====== DATASET CONTENT
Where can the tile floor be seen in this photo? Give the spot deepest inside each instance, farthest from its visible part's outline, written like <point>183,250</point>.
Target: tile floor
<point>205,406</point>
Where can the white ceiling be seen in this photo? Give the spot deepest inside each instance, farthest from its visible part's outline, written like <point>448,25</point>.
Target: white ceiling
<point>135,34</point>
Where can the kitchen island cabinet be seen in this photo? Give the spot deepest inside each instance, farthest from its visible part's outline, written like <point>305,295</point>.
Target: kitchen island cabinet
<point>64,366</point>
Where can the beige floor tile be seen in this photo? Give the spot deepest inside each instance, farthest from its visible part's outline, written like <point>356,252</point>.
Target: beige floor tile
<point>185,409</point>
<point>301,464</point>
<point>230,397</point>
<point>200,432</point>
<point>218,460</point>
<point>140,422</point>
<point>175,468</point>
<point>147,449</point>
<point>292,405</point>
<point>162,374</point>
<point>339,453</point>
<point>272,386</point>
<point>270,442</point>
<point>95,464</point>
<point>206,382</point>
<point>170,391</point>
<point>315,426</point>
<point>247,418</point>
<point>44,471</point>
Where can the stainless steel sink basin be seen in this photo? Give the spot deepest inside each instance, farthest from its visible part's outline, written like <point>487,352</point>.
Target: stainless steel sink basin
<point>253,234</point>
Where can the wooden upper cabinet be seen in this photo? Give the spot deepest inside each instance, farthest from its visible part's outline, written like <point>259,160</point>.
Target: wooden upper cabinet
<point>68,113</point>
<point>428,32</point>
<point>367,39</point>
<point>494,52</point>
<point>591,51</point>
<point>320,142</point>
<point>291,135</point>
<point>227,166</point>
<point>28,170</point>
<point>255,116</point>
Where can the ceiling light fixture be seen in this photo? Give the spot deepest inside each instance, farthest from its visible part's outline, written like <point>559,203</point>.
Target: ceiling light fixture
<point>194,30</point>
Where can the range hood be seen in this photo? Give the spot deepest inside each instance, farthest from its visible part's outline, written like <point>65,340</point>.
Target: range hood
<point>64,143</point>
============
**TASK**
The whole listing above needs to be reproduced exactly.

**TASK OUTPUT**
Where can the tile floor be seen in this photo? Give the spot deepest inside each instance, farthest from its visible part's outline, written like <point>183,250</point>.
Target: tile floor
<point>205,406</point>
Where can the white ceiling be seen in this photo? Give the spot deepest inside each instance, farthest from its visible part's outline, written like <point>448,25</point>.
Target: white ceiling
<point>135,34</point>
Where can the kitchen island cabinet be seen in this photo? Give the spot deepest inside each instance, farthest from its visible part's outline, written like <point>305,295</point>.
Target: kitchen island cabinet
<point>64,366</point>
Where can the beige floor tile be seen in this photo? Give the spot deepest inside each instance, farthest from its visible part's outline, written like <point>356,252</point>.
Target: beige floor tile
<point>185,409</point>
<point>301,464</point>
<point>230,397</point>
<point>200,432</point>
<point>218,460</point>
<point>140,422</point>
<point>175,468</point>
<point>147,449</point>
<point>292,405</point>
<point>162,374</point>
<point>339,453</point>
<point>272,386</point>
<point>270,442</point>
<point>95,464</point>
<point>206,382</point>
<point>170,391</point>
<point>315,426</point>
<point>247,418</point>
<point>44,471</point>
Where can the stainless steel sink basin be seen in this photo? Give the spot deepest inside each instance, farthest from its visible part's outline, written like <point>487,352</point>.
Target: stainless steel sink basin
<point>253,234</point>
Where can the wooden upper cabinet be seen in this photo? Give the spot deepest inside each instance, farthest from its visible part's outline, written like <point>259,160</point>.
Target: wooden upper cabinet
<point>68,113</point>
<point>428,32</point>
<point>367,39</point>
<point>494,52</point>
<point>591,51</point>
<point>320,142</point>
<point>291,135</point>
<point>227,166</point>
<point>28,170</point>
<point>255,116</point>
Where can the ceiling light fixture be seen in this photo? Give the spot deepest inside each instance, farthest from its visible part's outline, written like <point>559,203</point>.
Target: ceiling light fixture
<point>194,30</point>
Where can the range hood be seen in this photo? Give the spot deepest inside each instance, farthest from its visible part's outline, written like <point>65,340</point>.
Target: range hood
<point>64,143</point>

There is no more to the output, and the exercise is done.